(Beginning of TEXT SEGMENT)

There is no direct replacement for "write exactly this one filename". Build the expected filename from --outdir, --outprefix, and the selected format.
For instance, with --outdir results --outprefix my_proteome --formats gff3,json the following files are created:
- results/my_proteome.gff3
- results/my_proteome.json

Info

-w, --work-dir is a Nextflow option. By default, Nextflow creates a work directory in the current working directory. Unlike InterProScan 5, which cleaned up transient data after the run completed, Nextflow keeps the working data for resume and debugging unless you remove it explicitly.

Analyses

Most InterProScan 5 analyses are still available in InterProScan 6, but not all of them. If your workflow depended on a specific tool rather than just the general annotation outcome, check that dependency explicitly.

The following analyses were available in InterProScan 5 but are not included in InterProScan 6:

Name	Reference	Description
SignalP 4	Petersen et al., 2011	Prediction of the presence and location of signal peptide cleavage sites
TMHMM	Krogh et al., 2001	Prediction of transmembrane helices

InterProScan 6 also adds the following analyses:

Name	Reference	Description
DeepTMHMM	Krogh et al., 2001	Prediction of transmembrane helices
SignalP 6	Teufel et al., 2022	Prediction of signal peptides and their cleavage sites in all domains of life
TMbed	Bernhofer & Rost, 2022	Prediction of transmembrane proteins through Language Model embeddings

Info

SignalP supports two analysis modes: one for prokaryotic sequences and one for eukaryotic sequences. If you previously treated SignalP as a single fixed analysis, update that assumption in your pipeline configuration.

Output files

The good news is that the high-level data model is still recognisable: protein -> matches -> locations. The less convenient part is that the serialised formats are different enough that old XPath, JSONPath, field-name, and exact-file comparisons should be reviewed rather than trusted.

The main differences are:

InterProScan 6 adds a top-level interpro-version field/attribute alongside interproscan-version.
XML no longer uses analysis-specific element names. It switches to a generic match/location/fragment/site structure.
JSON adds a source field on each match. In the current output it is the same as signature.signatureLibraryRelease.library, but it is intended to carry the origin of a match in future model-based outputs, while signature.signatureLibraryRelease.library continues to identify the target member database.

(End of TEXT SEGMENT)
(Beginning of EXCERPTED DATA)

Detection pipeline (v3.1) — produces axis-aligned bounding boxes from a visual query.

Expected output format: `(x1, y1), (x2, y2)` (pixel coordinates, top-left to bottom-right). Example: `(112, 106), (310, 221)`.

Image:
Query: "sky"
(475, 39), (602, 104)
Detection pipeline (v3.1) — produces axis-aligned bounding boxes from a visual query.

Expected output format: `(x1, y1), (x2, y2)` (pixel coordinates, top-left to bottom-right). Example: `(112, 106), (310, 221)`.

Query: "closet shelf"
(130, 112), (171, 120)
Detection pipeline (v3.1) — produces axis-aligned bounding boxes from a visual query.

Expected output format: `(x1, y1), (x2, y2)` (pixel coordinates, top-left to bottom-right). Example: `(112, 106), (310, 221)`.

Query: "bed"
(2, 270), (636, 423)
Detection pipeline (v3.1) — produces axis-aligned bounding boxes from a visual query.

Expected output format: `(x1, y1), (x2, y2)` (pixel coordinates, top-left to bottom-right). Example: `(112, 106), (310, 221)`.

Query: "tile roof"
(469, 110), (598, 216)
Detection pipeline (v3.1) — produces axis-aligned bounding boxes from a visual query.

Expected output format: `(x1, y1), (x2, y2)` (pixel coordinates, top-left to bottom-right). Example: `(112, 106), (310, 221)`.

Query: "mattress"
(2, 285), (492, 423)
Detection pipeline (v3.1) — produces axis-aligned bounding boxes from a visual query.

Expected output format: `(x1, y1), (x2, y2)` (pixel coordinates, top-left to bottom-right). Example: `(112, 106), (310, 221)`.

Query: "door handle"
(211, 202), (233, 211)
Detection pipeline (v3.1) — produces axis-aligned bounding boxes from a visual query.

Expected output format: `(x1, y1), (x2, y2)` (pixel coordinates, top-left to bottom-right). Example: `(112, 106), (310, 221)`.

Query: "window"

(End of EXCERPTED DATA)

| TASKS AND EXERCISES |
1 - In the InterProScan migration text, why should old XPath, JSONPath, field-name, and exact-file comparisons be reviewed instead of trusted? Answer in one to three sentences.
2 - From the InterProScan migration text, extract everything from "For instance, with" down to "that dependency explicitly.".
3 - Extend the InterProScan migration text, picking up after its final sentence.

| ANSWERS BY ITEM NUMBER |
1 - The serialized output formats in InterProScan 6 differ enough from those in InterProScan 5 that such comparisons may no longer hold. This is true even though the high-level data model of protein -> matches -> locations can still be recognized.

2 -
For instance, with --outdir results --outprefix my_proteome --formats gff3,json the following files are created:
- results/my_proteome.gff3
- results/my_proteome.json

Info

-w, --work-dir is a Nextflow option. By default, Nextflow creates a work directory in the current working directory. Unlike InterProScan 5, which cleaned up transient data after the run completed, Nextflow keeps the working data for resume and debugging unless you remove it explicitly.

Analyses

Most InterProScan 5 analyses are still available in InterProScan 6, but not all of them. If your workflow depended on a specific tool rather than just the general annotation outcome, check that dependency explicitly.

3 -
Some library names are normalised in InterProScan 6, so literal string checks may need updating:

InterProScan 5	InterProScan 6
`CDD`	`CDD`
`COILS`	`COILS`
`FUNFAM`	`CATH-FunFam`
`GENE3D`	`CATH-Gene3D`
`HAMAP`	`HAMAP`
`MOBIDB_LITE`	`MobiDB-lite`
`NCBIFAM`	`NCBIFAM`
`PANTHER`	`PANTHER`
`PFAM`	`Pfam`
`PIRSF`	`PIRSF`
`PIRSR`	`PIRSR`
`PRINTS`	`PRINTS`
`PROSITE_PATTERNS`	`PROSITE patterns`
`PROSITE_PROFILES`	`PROSITE profiles`
`SMART`	`SMART`
`SUPERFAMILY`	`SUPERFAMILY`

Some per-location fields are now exposed on the generic location object, for example alignment, cigarAlignment, level and sites.

For example, InterProScan 5 XML encoded the analysis in the element name:

<hmmer3-match evalue="5.5E-176" score="598.2">
  <signature ac="PF00183" name="HSP90" type="FAMILY">
    <signature-library-release library="PFAM" version="38.1"/>
  </signature>
</hmmer3-match>

InterProScan 6 XML uses a generic match element and records the origin in source:

<match source="Pfam" evalue="5.5E-176" score="598.2">
  <signature ac="PF00183" name="HSP90" type="Family">
    <signature-library-release library="Pfam" version="38.1"/>
  </signature>
</match>

The same simplification shows up in JSON:

{
  "source": "PROSITE patterns",
  "signature": {
    "accession": "PS00298",
    "signatureLibraryRelease": {
      "library": "PROSITE patterns"
    }
  }
}

When migrating downstream pipelines:

In XML, replace selectors based on analysis-specific tags such as hmmer3-match with selectors over generic match/location/fragment/site elements.
Use signature.signatureLibraryRelease.library to identify the member database, and treat source as the match-origin field.
Update hard-coded library names to the InterProScan 6 labels.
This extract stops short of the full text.